**WHAT THE TASK REQUIRES**
Quote the records beneath, complete and exact. Leave out images.

[Stored data entries]

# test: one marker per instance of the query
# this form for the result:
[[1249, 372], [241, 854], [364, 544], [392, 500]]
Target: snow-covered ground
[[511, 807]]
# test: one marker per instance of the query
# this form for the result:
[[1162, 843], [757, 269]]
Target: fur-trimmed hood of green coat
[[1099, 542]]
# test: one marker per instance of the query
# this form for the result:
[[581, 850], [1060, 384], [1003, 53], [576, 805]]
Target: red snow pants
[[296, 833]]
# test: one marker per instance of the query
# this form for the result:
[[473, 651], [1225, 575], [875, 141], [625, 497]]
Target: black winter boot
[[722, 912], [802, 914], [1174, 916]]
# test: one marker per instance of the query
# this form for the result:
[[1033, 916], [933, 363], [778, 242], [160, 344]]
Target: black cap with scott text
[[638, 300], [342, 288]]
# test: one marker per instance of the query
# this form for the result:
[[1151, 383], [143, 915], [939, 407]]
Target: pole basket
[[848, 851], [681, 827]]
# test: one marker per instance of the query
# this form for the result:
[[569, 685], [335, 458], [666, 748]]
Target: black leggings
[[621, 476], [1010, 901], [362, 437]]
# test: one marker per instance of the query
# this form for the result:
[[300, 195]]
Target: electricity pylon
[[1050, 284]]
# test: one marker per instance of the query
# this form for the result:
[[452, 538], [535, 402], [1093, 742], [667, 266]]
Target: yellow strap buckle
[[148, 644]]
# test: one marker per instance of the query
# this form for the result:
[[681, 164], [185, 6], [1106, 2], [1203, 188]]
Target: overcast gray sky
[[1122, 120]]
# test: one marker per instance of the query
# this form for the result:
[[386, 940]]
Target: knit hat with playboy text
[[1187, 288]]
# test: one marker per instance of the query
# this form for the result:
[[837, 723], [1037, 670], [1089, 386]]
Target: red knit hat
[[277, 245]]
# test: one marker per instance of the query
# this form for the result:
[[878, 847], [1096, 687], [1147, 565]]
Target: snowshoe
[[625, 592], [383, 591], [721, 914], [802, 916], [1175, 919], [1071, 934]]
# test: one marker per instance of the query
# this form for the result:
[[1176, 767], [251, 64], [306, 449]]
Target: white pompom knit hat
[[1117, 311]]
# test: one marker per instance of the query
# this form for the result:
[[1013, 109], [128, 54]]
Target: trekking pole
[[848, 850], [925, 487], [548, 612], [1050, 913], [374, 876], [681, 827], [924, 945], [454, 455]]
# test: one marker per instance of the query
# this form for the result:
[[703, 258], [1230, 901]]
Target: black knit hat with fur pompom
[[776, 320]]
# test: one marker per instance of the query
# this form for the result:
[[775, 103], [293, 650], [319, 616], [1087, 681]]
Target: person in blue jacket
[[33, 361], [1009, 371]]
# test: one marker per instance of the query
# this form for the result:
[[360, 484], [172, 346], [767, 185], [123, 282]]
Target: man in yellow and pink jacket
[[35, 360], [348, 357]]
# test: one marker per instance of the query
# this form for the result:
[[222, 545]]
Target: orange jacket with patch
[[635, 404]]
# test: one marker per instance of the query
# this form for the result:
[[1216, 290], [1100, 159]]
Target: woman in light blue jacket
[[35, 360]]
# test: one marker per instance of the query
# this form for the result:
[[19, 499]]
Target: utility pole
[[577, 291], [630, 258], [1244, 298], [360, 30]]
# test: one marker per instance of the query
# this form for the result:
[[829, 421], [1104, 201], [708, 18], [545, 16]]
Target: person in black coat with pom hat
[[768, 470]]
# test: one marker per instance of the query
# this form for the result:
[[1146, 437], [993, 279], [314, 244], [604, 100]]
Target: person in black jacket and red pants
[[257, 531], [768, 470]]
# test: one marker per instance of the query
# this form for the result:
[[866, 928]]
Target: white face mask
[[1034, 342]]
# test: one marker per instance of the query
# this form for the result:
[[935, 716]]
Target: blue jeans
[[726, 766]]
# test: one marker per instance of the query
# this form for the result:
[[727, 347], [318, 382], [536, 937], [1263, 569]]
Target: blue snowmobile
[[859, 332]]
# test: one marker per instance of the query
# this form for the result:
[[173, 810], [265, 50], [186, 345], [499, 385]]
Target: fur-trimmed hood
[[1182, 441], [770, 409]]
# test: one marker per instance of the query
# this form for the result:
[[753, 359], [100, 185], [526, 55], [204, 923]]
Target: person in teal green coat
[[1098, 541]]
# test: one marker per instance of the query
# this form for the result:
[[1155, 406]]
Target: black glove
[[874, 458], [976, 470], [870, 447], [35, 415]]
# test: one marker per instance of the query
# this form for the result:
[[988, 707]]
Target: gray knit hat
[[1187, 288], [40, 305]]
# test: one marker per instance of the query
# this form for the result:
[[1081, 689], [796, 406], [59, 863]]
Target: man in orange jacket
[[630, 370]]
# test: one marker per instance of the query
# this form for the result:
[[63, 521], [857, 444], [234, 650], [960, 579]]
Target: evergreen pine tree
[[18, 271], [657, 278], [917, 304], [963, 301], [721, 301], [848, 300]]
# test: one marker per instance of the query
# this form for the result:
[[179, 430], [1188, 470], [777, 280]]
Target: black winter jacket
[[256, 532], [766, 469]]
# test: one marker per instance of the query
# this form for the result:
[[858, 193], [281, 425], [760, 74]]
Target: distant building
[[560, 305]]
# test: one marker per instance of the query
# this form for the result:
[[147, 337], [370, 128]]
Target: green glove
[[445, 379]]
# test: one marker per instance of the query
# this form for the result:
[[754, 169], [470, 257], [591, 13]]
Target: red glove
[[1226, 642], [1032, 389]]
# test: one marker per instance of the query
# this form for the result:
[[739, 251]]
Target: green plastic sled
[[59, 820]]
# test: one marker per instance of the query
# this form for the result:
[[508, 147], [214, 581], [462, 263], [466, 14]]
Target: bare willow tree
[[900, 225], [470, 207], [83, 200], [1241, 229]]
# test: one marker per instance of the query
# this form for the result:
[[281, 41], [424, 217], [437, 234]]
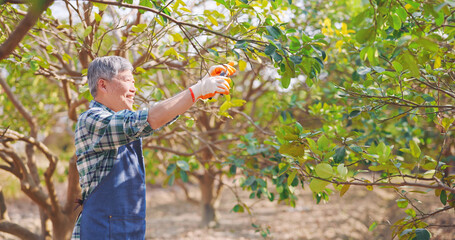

**TASK OUTPUT**
# test: one marker per instance of the query
# this form for the result:
[[1249, 372], [241, 854], [364, 544], [392, 500]]
Target: snow-covered ground
[[511, 807]]
# test: one marker per instance of the query
# this form for the result:
[[1162, 843], [757, 269]]
Target: fur-trimmed hood of green coat
[[1099, 542]]
# test: one marker per instance of the query
# this form for the result:
[[581, 850], [1060, 384], [1003, 53], [576, 805]]
Target: red snow pants
[[296, 833]]
# test: one marker per instance of the query
# this form for the result:
[[473, 651], [1225, 575], [875, 141], [625, 497]]
Target: black winter boot
[[722, 912], [802, 914], [1174, 916]]
# test: one marker per instance of the query
# this form for the result:
[[1033, 916], [933, 363], [778, 242], [160, 344]]
Target: black cap with scott text
[[638, 300], [342, 288]]
# test: one marker per instance of the query
# this form for the result:
[[1151, 383], [143, 915], [939, 407]]
Target: pole basket
[[848, 851], [681, 827]]
# test: one marker per instance of the query
# this form for the result:
[[569, 685], [335, 458], [666, 748]]
Target: black leggings
[[621, 476], [1010, 901], [362, 437]]
# test: one marker per instance of the query
# this form for the result:
[[300, 195]]
Target: electricity pylon
[[1050, 284]]
# test: one marker per instance of the query
# this form for the result:
[[452, 538], [535, 402], [1093, 742], [667, 266]]
Target: yellow strap buckle
[[148, 644]]
# test: one marker per instance of the query
# this form for the result:
[[681, 164], [185, 6], [1106, 2], [1203, 188]]
Target: overcast gray sky
[[1122, 120]]
# test: one marker per instance of the query
# this form for the result:
[[386, 940]]
Target: knit hat with playboy text
[[1187, 288]]
# test: one marker per instance of the query
# this form for the result:
[[837, 723], [1037, 670], [1089, 386]]
Target: red knit hat
[[277, 245]]
# test: one marker per instance of the query
# this form for the result:
[[878, 847], [1096, 687], [1147, 565]]
Target: snowshoe
[[625, 592], [383, 591], [721, 914], [802, 916], [1175, 919], [1071, 934]]
# test: one marker per instance of the query
# this form for the result:
[[1176, 767], [251, 64], [306, 449]]
Target: white pompom knit hat
[[1117, 311]]
# test: one marker per instance of the query
# this form for the result:
[[1013, 109], [128, 54]]
Target: trekking pole
[[848, 850], [925, 487], [548, 612], [1050, 913], [374, 876], [681, 827], [924, 945], [454, 455]]
# test: one marker per instance of the query
# this form for the result:
[[703, 258], [1230, 901]]
Target: black knit hat with fur pompom
[[776, 320]]
# test: one marker per instance of the query
# this form for the result:
[[775, 103], [293, 650], [319, 616], [1087, 681]]
Target: person in blue jacket
[[33, 361], [1009, 371]]
# test: one marker per instance of the query
# this form for the result:
[[360, 484], [172, 346], [767, 185], [123, 282]]
Target: man in yellow and pink jacket
[[35, 360], [348, 357]]
# test: one marker per instance of the query
# this form for the result:
[[222, 545]]
Target: orange jacket with patch
[[635, 404]]
# test: one marker per instance of the query
# this form for the result:
[[1216, 290], [1100, 159]]
Target: woman in light blue jacket
[[35, 360]]
# test: one marker per instance of the query
# this form for the result:
[[19, 499]]
Target: utility pole
[[577, 291], [630, 258], [1244, 298], [360, 30]]
# test: one marker per instance of the query
# this form for the result:
[[829, 421], [1104, 201], [708, 18], [545, 16]]
Target: person in black coat with pom hat
[[768, 470]]
# test: one marker per instance of the query
# this form for the result:
[[1146, 437], [993, 279], [314, 244], [604, 100]]
Target: person in black jacket and red pants
[[257, 531], [768, 470]]
# test: one marker per instance of the query
# this form for the result:
[[866, 928]]
Target: white face mask
[[1034, 342]]
# test: one marker per instance of the query
# this form for the result:
[[935, 716]]
Target: blue jeans
[[726, 766]]
# test: one marker per instance of the query
# this form for the result:
[[727, 347], [318, 382], [536, 937], [1263, 569]]
Target: blue snowmobile
[[859, 332]]
# test: one marker per instance of the query
# this form for the result:
[[173, 810], [265, 50], [186, 345], [499, 385]]
Target: fur-trimmed hood
[[1182, 441], [770, 409]]
# test: one marker per instance of the query
# this form for the result:
[[753, 359], [100, 185], [526, 55], [204, 923]]
Target: person in teal green coat
[[1098, 541]]
# test: one marker per instance of the query
# this form for the result:
[[1155, 406]]
Target: black glove
[[874, 458], [976, 470], [870, 447], [35, 415]]
# test: one marker per instance of the query
# this form for the result:
[[988, 707]]
Target: gray knit hat
[[1187, 288], [40, 305]]
# test: one marker per instance of the query
# this form for the result:
[[1081, 689], [796, 406], [59, 863]]
Target: man in orange jacket
[[630, 370]]
# test: one marker per instance of the query
# this form for the result:
[[63, 521], [857, 444], [234, 650], [960, 579]]
Target: evergreen pine tree
[[18, 271], [657, 278], [917, 304], [963, 301], [721, 301], [848, 300]]
# test: one marker per instance of the query
# this form for the result:
[[179, 430], [1188, 470], [777, 280]]
Target: black winter jacket
[[256, 532], [766, 469]]
# test: one marker per instance of the query
# this form for the result:
[[858, 193], [281, 425], [760, 74]]
Target: distant building
[[560, 305]]
# test: one marker per instance of the query
# this form for the result:
[[147, 337], [370, 128]]
Target: green glove
[[445, 379]]
# test: one marker per instance of the query
# this form for the result:
[[754, 169], [470, 257], [591, 13]]
Target: red glove
[[1226, 642], [1032, 389]]
# test: one marker per instance of the query
# this form for the result:
[[739, 251]]
Target: green plastic sled
[[59, 820]]
# test: one marker per instance of the query
# this form for the result:
[[508, 147], [214, 581], [462, 263], [466, 14]]
Target: bare willow tree
[[900, 225], [470, 207], [83, 200], [1241, 229]]
# test: one marker per instance of the query
# this form for the result:
[[281, 41], [424, 217], [437, 234]]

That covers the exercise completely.